== WHAT THE TASK ASKS ==
Set the listing down again in full, word for word, with the pictures left out.

== INFORMATION SUPPLIED ==
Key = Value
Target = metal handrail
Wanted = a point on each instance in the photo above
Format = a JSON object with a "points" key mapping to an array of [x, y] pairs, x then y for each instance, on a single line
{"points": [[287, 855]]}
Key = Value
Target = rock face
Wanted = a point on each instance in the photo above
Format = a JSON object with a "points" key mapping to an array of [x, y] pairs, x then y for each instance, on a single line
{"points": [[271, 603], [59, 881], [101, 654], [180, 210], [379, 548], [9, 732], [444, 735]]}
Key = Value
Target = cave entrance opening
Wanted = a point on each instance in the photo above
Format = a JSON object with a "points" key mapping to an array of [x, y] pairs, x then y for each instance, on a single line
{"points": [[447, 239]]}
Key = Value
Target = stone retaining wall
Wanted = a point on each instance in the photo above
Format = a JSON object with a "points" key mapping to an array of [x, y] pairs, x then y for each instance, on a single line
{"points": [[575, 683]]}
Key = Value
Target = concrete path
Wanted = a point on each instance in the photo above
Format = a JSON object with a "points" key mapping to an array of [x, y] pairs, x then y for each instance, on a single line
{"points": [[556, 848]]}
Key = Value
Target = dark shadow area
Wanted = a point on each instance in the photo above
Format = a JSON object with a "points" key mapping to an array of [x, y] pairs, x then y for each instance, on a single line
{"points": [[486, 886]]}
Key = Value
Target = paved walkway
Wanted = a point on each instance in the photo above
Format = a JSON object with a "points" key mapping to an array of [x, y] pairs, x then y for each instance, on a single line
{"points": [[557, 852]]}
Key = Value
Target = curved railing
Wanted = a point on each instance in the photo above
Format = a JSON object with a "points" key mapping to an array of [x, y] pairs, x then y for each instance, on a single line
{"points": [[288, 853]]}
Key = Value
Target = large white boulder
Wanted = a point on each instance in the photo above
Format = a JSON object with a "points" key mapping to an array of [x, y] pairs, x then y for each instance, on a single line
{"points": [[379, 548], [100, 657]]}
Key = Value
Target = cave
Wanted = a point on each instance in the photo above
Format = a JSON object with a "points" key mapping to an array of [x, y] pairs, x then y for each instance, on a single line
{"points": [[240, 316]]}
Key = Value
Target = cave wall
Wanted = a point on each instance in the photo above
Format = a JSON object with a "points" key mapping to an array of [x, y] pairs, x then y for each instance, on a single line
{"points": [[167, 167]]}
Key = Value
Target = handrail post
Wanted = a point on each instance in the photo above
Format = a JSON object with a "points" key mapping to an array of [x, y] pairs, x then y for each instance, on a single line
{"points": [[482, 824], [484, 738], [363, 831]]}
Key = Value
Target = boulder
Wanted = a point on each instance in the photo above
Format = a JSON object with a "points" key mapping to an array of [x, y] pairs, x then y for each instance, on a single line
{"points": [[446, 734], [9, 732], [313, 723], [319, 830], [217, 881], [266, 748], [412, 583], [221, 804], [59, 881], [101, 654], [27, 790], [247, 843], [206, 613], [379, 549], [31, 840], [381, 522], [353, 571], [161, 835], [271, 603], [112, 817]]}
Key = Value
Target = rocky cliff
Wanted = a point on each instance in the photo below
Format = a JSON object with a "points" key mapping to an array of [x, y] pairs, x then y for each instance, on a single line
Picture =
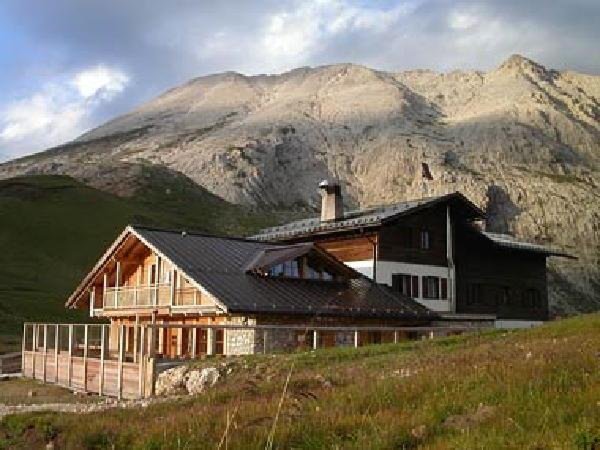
{"points": [[522, 141]]}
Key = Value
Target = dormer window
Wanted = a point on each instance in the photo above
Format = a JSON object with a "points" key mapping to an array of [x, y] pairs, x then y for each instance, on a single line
{"points": [[286, 269]]}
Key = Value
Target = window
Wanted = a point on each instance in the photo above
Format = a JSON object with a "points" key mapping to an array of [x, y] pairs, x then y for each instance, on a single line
{"points": [[431, 287], [475, 293], [444, 287], [407, 238], [415, 289], [425, 240], [406, 284], [532, 298], [286, 269]]}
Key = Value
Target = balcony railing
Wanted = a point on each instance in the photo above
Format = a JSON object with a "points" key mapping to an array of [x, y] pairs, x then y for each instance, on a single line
{"points": [[150, 296]]}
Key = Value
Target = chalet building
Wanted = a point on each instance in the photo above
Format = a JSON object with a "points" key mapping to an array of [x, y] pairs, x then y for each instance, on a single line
{"points": [[152, 276], [434, 251]]}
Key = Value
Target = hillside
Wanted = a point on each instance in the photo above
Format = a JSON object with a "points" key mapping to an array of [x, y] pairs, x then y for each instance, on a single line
{"points": [[521, 140], [53, 229], [534, 389]]}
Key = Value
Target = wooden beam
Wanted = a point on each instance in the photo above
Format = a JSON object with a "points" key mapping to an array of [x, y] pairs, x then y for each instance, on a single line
{"points": [[101, 371]]}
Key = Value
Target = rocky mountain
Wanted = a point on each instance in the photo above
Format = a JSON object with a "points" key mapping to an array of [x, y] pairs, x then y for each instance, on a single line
{"points": [[522, 140]]}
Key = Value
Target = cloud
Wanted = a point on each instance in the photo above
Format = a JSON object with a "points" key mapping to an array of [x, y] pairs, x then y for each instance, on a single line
{"points": [[58, 112], [103, 82], [162, 44]]}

== COMPLETE RESPONSE ==
Key = Value
Target = metal handrail
Wanted = a point on each instance in the photo above
Format = a JSON object with a "points" key mapping to an array of [x, y] pairs, x then y for each instance, on a single line
{"points": [[287, 855]]}
Key = Value
Target = rock face
Wanted = a point on each instance in the photo above
Format = a JSON object with a "points" key mapping to an array of [x, y] pairs, x then y for each instance, on a single line
{"points": [[271, 603], [59, 881], [101, 654], [180, 210], [379, 548], [9, 732], [444, 735]]}
Key = Value
Target = cave entrance opening
Wanted = a point on each instance in the photo above
Format = a JSON object with a "points" key mapping to an array of [x, y] pairs, x then y for each instance, on a single line
{"points": [[447, 239]]}
Key = Value
Target = stone retaining wall
Wanted = a point on each instance in the photo above
Format = a JSON object with a "points" key mapping to an array of [x, y] pairs, x then y for each instance, on a single line
{"points": [[575, 683]]}
Key = Value
Target = concrete path
Wanted = a point on each instance in the photo above
Format = a JSON object with a "points" key mapping to an array of [x, y] pairs, x then y for each instance, on a single line
{"points": [[556, 848]]}
Key = Value
Target = dark shadow area
Wanted = a point on each instance in the photo above
Format = a JSON object with a "points" key mapping to an array of [x, y] pairs, x then y for each instance, on a single line
{"points": [[486, 886]]}
Key = Value
Target = paved walkway
Wanted = a point on each instance in the photo above
Format = a JSON object with a "points" key mapping to an array of [x, y] pairs, x then y for each instance, on a single line
{"points": [[557, 852]]}
Key = Value
Target = curved railing
Wanted = a point on each instance in the photo above
Format = a JSON object with a "points" key mapping to an array of [x, y] pairs, x then y for each instance, on a single line
{"points": [[288, 853]]}
Key = Value
Target = large white boulder
Wanted = a point on each instance in the photo above
Format = a JSON object with a "points" key mapping to an array of [x, y] pairs, x then y for each instance, on a single line
{"points": [[379, 548], [100, 657]]}
Key = Value
Target = cave
Wanted = a point on each instance in the photo above
Format = a JSON object with a "points" key mapping to an array of [x, y] pairs, x then y for each instance, on a single line
{"points": [[240, 316]]}
Key = Value
Target = cave wall
Wanted = a point on each instance in the photo above
Format = a JSON object with a "points" key mapping to an array of [x, y] pairs, x then y for each instance, on a single line
{"points": [[167, 167]]}
Key = Value
Target = handrail post
Wanted = a point on each instance in the photo above
Format = a JSON object with a "points" key mapping to an array of [x, y] pairs, x then y for each instance, on a single line
{"points": [[482, 824], [484, 738], [363, 831]]}
Key = Value
Target = boulder
Wanted = a point on each instance in the photo above
Format = a JSON object with a "points" key mapping to an array of [x, y] pairs, x then y for each instance, on a single line
{"points": [[446, 734], [9, 732], [313, 723], [319, 830], [217, 881], [266, 748], [412, 583], [221, 804], [59, 881], [101, 654], [27, 790], [247, 843], [206, 613], [379, 549], [31, 840], [381, 522], [353, 571], [161, 835], [271, 603], [112, 817]]}
Key = Value
Target = rocky cliff
Wanted = a point on each instance in the photo below
Format = a JSON object with a "points" key mapping to an array of [x, y] pairs, x then y for each instance, on a single line
Picture =
{"points": [[522, 141]]}
Key = Value
Target = dormer window
Wanted = a point on each instance in the photo above
Format = a JSON object with a "points" key mapping to an array of [x, y] pairs, x then y for each instance, on a single line
{"points": [[286, 269]]}
Key = Value
Target = window
Wanted = a point on each instance in the photo above
Format = a JSON object with a "points" key mapping to an array of [x, y] pairs, x then y for each instance, on a single line
{"points": [[431, 287], [475, 293], [444, 287], [407, 238], [415, 289], [425, 240], [406, 284], [532, 298], [286, 269]]}
Key = Value
Target = balcony railing
Wanted = a point on each instance in the photo above
Format = a JSON object with a "points" key mapping to an array of [x, y] pairs, x then y for each instance, on a single line
{"points": [[150, 296]]}
Key = Value
Target = chalet building
Wanted = a point on each instance in the photo above
Format = a JSON object with a "points" key mapping to an array of [x, y] pairs, x then y for each instance, on a single line
{"points": [[152, 276], [434, 251]]}
Key = Value
Target = hillside
Wanted = a point on each instance in the photo above
Format = a JSON object with a "points" key mapping to an array of [x, y] pairs, x then y for each instance, on a single line
{"points": [[521, 140], [53, 229], [534, 389]]}
Key = Value
Target = wooden beam
Wanted = a point on each instance in the photo above
Format = a JSON object with a "points" key mapping to an array of [x, y] pairs, x then y for each instance, on a single line
{"points": [[101, 371]]}
Key = Value
Target = rocky mountain
Wanted = a point on each instance in the photo above
Format = a JSON object with a "points" key mapping to an array of [x, y] pairs, x then y for each instance, on a single line
{"points": [[522, 140]]}
Key = Value
Target = cloud
Wanted = a point on each instance in the photo above
Format = a JSON object with a "points" key mapping to an array of [x, y] pairs, x then y for each instance, on a single line
{"points": [[58, 112], [103, 82], [162, 44]]}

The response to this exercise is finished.